Repeat every entry exactly. Leave nothing out.

→ Data excerpts:
╔══
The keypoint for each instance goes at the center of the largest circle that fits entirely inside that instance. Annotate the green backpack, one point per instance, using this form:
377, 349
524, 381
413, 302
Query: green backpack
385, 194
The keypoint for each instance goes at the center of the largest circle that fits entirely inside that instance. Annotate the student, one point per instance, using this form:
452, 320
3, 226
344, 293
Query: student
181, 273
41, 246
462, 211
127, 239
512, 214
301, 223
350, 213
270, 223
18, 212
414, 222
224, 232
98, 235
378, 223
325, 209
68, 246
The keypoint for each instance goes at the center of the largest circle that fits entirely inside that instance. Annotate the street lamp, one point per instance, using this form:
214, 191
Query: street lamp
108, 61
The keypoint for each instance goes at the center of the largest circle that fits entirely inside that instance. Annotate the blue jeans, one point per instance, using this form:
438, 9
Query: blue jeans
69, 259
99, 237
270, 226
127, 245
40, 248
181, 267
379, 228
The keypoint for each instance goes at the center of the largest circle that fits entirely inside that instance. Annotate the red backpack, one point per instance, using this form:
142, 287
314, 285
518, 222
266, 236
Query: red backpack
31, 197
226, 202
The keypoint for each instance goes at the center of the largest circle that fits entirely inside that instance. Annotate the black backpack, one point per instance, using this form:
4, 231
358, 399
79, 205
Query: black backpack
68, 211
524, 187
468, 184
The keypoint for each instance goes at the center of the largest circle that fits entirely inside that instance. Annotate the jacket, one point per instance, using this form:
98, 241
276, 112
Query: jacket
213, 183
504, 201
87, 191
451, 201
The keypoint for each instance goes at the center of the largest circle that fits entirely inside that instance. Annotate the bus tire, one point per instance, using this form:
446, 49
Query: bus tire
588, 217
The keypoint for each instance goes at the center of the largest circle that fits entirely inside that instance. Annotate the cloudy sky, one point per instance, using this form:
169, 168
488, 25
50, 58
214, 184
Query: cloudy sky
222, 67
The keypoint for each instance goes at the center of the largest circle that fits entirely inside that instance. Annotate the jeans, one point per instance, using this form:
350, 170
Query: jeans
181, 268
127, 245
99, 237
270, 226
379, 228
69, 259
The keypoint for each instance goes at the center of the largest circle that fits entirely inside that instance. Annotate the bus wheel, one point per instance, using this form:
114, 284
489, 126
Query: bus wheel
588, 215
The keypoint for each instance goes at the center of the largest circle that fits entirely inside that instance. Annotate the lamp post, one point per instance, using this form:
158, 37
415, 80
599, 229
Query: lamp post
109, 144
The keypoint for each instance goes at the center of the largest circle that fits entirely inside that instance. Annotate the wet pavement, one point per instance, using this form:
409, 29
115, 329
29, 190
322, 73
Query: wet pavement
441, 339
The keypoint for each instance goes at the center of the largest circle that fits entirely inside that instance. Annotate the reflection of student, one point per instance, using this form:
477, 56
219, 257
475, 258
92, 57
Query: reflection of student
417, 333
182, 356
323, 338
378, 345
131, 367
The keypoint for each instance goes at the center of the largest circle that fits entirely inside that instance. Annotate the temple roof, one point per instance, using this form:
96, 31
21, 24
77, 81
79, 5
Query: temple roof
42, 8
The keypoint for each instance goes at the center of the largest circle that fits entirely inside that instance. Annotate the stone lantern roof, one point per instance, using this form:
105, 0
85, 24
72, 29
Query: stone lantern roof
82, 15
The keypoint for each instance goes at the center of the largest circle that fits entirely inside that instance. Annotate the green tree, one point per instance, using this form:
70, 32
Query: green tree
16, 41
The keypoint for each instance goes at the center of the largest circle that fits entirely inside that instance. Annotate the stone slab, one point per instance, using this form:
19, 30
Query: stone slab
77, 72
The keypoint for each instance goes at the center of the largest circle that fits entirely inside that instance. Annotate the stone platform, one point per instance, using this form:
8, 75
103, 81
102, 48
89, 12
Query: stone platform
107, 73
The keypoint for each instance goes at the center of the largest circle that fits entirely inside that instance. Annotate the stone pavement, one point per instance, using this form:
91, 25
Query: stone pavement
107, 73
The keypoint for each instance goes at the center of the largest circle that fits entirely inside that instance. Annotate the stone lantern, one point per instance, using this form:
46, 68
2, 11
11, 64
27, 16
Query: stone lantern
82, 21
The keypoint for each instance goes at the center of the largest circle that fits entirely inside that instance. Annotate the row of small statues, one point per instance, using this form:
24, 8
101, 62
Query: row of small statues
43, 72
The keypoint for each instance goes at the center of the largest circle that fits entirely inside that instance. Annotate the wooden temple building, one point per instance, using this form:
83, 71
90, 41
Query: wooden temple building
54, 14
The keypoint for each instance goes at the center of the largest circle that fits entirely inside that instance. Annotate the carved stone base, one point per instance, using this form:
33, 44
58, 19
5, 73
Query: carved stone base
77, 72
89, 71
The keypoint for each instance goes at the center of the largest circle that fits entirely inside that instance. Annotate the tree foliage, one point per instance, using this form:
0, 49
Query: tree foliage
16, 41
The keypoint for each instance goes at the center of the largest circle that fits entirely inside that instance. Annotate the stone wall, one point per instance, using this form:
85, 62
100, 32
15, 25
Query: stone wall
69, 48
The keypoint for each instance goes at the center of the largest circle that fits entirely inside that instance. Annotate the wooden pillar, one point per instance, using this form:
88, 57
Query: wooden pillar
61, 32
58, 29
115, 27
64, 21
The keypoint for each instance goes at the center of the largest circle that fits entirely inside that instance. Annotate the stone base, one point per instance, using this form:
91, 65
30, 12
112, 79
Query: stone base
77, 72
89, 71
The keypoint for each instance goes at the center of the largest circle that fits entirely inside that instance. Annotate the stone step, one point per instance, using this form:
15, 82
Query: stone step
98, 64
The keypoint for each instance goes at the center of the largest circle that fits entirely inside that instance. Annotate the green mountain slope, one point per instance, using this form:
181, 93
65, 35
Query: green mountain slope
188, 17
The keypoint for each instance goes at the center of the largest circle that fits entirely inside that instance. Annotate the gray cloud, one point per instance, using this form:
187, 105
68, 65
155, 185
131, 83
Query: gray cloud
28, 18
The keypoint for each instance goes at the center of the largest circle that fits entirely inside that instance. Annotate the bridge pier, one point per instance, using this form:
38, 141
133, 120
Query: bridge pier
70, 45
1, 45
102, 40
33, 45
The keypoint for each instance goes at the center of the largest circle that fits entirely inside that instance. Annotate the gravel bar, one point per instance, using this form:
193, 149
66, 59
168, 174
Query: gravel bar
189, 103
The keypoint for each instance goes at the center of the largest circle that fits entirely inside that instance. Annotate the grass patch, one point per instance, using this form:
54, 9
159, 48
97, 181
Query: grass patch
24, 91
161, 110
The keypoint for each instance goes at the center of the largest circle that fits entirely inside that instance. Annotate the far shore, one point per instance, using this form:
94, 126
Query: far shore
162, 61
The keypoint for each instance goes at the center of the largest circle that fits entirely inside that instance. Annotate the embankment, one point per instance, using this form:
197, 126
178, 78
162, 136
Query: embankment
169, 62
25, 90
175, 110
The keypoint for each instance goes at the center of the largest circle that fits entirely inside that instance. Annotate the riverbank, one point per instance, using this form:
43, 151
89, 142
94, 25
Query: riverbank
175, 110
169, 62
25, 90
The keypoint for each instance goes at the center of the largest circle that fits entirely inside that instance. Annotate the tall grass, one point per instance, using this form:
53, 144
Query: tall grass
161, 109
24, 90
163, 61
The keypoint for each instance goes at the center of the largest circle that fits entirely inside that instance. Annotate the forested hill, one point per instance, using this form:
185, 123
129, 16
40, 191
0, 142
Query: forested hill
╚══
→ The completed task:
The keypoint for each instance goes at the center of the largest circle that fits entirely inside that instance. Annotate the green backpack, one point per instance, using this form:
377, 349
524, 381
413, 302
Query: green backpack
385, 194
The keypoint for each instance goes at the center of the largest circle that fits entirely inside that instance. Annotate the student, one point per instance, using this form:
452, 320
3, 226
344, 293
Query: student
181, 273
41, 246
462, 211
127, 239
512, 214
301, 223
350, 213
270, 223
18, 212
414, 222
224, 232
98, 235
378, 223
325, 209
68, 246
The keypoint for each instance goes at the center of the largest circle that fits entirely inside that instance. Annotate the street lamp, one point per instance, using this form:
214, 191
Query: street lamp
108, 61
The keypoint for each instance goes at the center of the largest circle that fits entirely inside that instance. Annotate the blue jeans, one point per instance, using this form:
438, 9
Query: blue jeans
69, 259
99, 237
270, 226
127, 245
40, 248
181, 267
379, 228
The keypoint for each instance goes at the center of the largest circle that fits entirely inside that instance. Annotate the red backpack, one point per instance, using this form:
142, 287
314, 285
518, 222
266, 236
Query: red backpack
31, 197
226, 202
The keypoint for each instance goes at the center of the largest circle that fits entirely inside that instance. Annotate the black backpack, one point per instance, using this form:
4, 231
358, 399
79, 205
Query: black backpack
68, 211
524, 187
468, 184
The keypoint for each instance goes at the center of the largest circle that fits entirely inside that instance. Annotate the jacket, one point per instance, using this form:
98, 241
276, 112
Query: jacket
213, 183
504, 201
87, 191
451, 201
The keypoint for each instance goes at the center of the largest circle that fits entirely inside that instance. Annotate the bus tire, one point per instance, using this form:
446, 49
Query: bus tire
588, 217
The keypoint for each instance goes at the center of the largest circle that fits entirely inside that instance. Annotate the cloudy sky, one point per instance, using this form:
169, 168
488, 25
50, 58
214, 184
Query: cloudy sky
222, 67
The keypoint for each instance goes at the center of the largest circle that fits entirely inside that instance. Annotate the jeans, one point per instance, using this form:
350, 170
Query: jeans
181, 268
127, 245
99, 237
270, 226
379, 228
69, 259
The keypoint for each instance goes at the center of the largest circle that fits entirely inside that instance. Annotate the bus wheel, one point per instance, using this form:
114, 284
489, 126
Query: bus wheel
588, 215
The keypoint for each instance goes at the center of the largest circle that fits entirely inside that instance. Annotate the lamp post, one point per instance, using this form:
158, 37
415, 80
599, 229
Query: lamp post
109, 144
The keypoint for each instance goes at the center of the largest circle that fits entirely inside that instance. Annotate the wet pavement, one point per instance, using this form:
409, 29
115, 329
29, 190
322, 73
Query: wet pavement
441, 339
The keypoint for each instance goes at the center of the largest circle that fits entirely inside that instance. Annotate the reflection of student, one point per instance, using this form:
477, 56
219, 257
475, 258
92, 57
Query: reflection of student
417, 333
182, 356
323, 338
378, 345
131, 367
The keypoint for each instance goes at the center of the largest circle that fits entirely inside that instance. Annotate the temple roof, one point per instance, using this form:
96, 31
21, 24
77, 81
79, 5
Query: temple roof
42, 8
The keypoint for each instance goes at the center of the largest circle that fits entirely inside that instance. Annotate the stone lantern roof, one point per instance, using this form:
105, 0
85, 24
72, 29
Query: stone lantern roof
82, 15
The keypoint for each instance goes at the center of the largest circle that fits entirely inside that instance. Annotate the green tree, one point per instance, using this form:
70, 32
Query: green tree
16, 41
The keypoint for each instance goes at the center of the largest circle that fits entirely inside that instance. Annotate the stone slab, one point per instance, using this form:
19, 30
Query: stone slab
77, 72
The keypoint for each instance goes at the center of the largest circle that fits entirely inside that instance. Annotate the stone platform, one point per instance, using this form:
8, 75
103, 81
102, 48
89, 12
Query: stone platform
107, 73
The keypoint for each instance goes at the center of the largest circle that fits entirely inside that instance. Annotate the stone pavement, one point per instance, using this form:
91, 25
Query: stone pavement
107, 73
The keypoint for each instance goes at the center of the largest circle that fits entirely inside that instance. Annotate the stone lantern, one point per instance, using this form:
46, 68
2, 11
11, 64
27, 16
Query: stone lantern
82, 21
The keypoint for each instance goes at the center of the largest circle that fits entirely inside that instance. Annotate the row of small statues, one point per instance, using this form:
24, 8
101, 62
Query: row of small statues
43, 72
The keypoint for each instance goes at the center of the largest circle that fits entirely inside that instance. Annotate the wooden temple building, one point per instance, using this form:
83, 71
90, 41
Query: wooden temple building
54, 14
The keypoint for each instance goes at the center of the largest circle that fits entirely inside that instance. Annotate the carved stone base, one point per instance, using this form:
33, 44
58, 19
5, 73
Query: carved stone base
77, 72
89, 71
The keypoint for each instance goes at the center of the largest circle that fits entirely inside that instance. Annotate the tree foliage, one point per instance, using this form:
0, 49
Query: tree foliage
16, 41
The keypoint for each instance goes at the center of the largest circle that fits entirely inside that instance. Annotate the stone wall, one point per instance, using this form:
85, 62
100, 32
15, 25
Query: stone wall
69, 48
The keypoint for each instance goes at the center of the largest circle that fits entirely inside that instance. Annotate the wooden pillar, one point per instance, using this form:
88, 57
Query: wooden pillar
61, 32
58, 29
115, 27
64, 21
The keypoint for each instance goes at the center of the largest circle that fits entirely inside that instance. Annotate the stone base, one point per instance, using this form:
91, 65
30, 12
112, 79
Query: stone base
77, 72
89, 71
The keypoint for each instance goes at the center of the largest circle that fits entirely inside that instance. Annotate the stone step, one point per instance, using this form:
15, 82
Query: stone step
98, 64
The keypoint for each instance goes at the center of the largest circle that fits entirely inside that instance. Annotate the green mountain slope, one point per instance, using this form:
181, 93
65, 35
Query: green mountain slope
188, 17
The keypoint for each instance goes at the center of the largest circle that fits entirely inside that instance. Annotate the gray cloud, one point per instance, using this form:
187, 105
68, 65
155, 185
131, 83
Query: gray cloud
28, 18
The keypoint for each instance goes at the center of the largest circle that fits entirely inside that instance. Annotate the bridge pier, one point per instance, using this form:
38, 141
133, 120
Query: bridge pier
70, 45
1, 45
102, 40
33, 45
The keypoint for each instance goes at the center of the largest circle that fits entirely inside that instance. Annotate the gravel bar, one point per instance, using this form:
193, 149
66, 59
168, 174
Query: gravel bar
189, 103
The keypoint for each instance goes at the center of the largest circle that fits entirely inside that instance. Annotate the grass patch, one point per instance, using this form:
54, 9
159, 48
97, 181
Query: grass patch
24, 91
161, 110
The keypoint for each instance goes at the center of the largest circle that fits entirely inside that instance. Annotate the far shore, one point per instance, using this form:
94, 126
Query: far shore
162, 61
The keypoint for each instance goes at the center of the largest circle that fits entirely inside that instance. Annotate the embankment, one point per instance, using this form:
197, 126
178, 78
162, 136
Query: embankment
169, 62
25, 90
175, 110
The keypoint for each instance goes at the center of the largest circle that fits entirely inside that instance. Annotate the riverbank, one point per instance, using this form:
43, 151
89, 142
94, 25
Query: riverbank
175, 110
169, 62
25, 90
The keypoint for each instance goes at the center of the largest circle that fits entirely inside that instance. Annotate the tall grass, one point per instance, using this form:
53, 144
Query: tall grass
161, 109
24, 90
163, 61
The keypoint for each instance goes at the center of the largest circle that fits entirely inside that instance. Annotate the forested hill, one point per instance, using this form:
185, 123
129, 16
40, 191
0, 142
Query: forested hill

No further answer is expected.